[Dataset excerpt]
%%

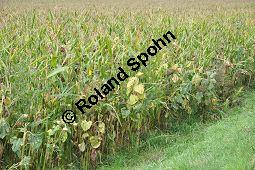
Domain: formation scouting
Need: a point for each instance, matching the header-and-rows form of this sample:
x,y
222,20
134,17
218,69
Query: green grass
x,y
226,144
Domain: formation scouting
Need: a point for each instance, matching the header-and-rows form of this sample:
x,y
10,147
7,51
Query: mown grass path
x,y
226,144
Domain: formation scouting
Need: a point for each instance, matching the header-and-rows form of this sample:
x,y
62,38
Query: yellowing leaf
x,y
85,125
101,127
139,88
132,99
95,141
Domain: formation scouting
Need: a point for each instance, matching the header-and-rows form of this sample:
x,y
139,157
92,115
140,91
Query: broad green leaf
x,y
56,71
95,141
85,125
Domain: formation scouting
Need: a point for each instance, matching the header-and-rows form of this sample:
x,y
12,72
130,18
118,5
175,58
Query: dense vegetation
x,y
51,56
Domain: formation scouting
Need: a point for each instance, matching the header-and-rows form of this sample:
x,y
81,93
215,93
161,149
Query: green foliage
x,y
51,58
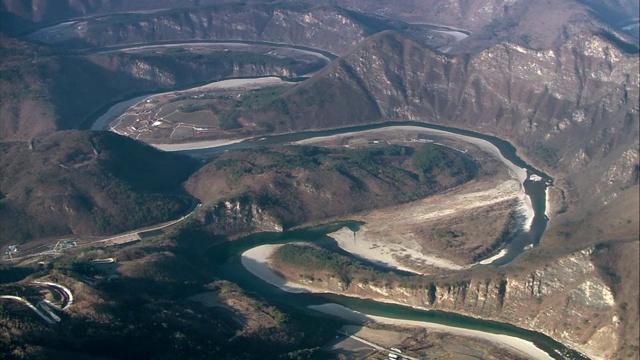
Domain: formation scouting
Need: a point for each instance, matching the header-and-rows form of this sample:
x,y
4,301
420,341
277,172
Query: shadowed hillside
x,y
88,183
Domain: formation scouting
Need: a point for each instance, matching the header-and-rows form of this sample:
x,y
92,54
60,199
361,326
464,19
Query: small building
x,y
12,249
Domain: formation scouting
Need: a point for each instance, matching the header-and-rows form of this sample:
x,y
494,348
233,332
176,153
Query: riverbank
x,y
257,260
523,347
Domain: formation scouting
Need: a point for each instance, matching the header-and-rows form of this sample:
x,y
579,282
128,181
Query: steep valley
x,y
564,91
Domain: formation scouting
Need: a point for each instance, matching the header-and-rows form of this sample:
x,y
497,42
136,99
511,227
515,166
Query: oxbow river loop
x,y
228,254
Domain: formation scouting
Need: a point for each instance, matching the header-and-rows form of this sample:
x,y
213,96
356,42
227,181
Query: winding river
x,y
228,254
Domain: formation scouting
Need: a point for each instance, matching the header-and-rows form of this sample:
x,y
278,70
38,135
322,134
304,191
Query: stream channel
x,y
228,254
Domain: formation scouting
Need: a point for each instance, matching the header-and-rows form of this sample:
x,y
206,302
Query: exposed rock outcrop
x,y
565,299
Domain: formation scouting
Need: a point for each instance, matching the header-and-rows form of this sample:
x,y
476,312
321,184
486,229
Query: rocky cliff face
x,y
568,107
236,217
565,299
328,28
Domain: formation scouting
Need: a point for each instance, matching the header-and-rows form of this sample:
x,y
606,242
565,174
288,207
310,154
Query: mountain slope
x,y
87,183
572,109
43,90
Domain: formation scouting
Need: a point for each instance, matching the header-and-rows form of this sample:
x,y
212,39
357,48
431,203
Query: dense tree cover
x,y
430,159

%%

* PROBLEM DETAILS
Return every line in the data above that contains the string "grass", treating uppercase and lowercase as different.

* WRITTEN ANSWER
Query: green grass
Query: mown grass path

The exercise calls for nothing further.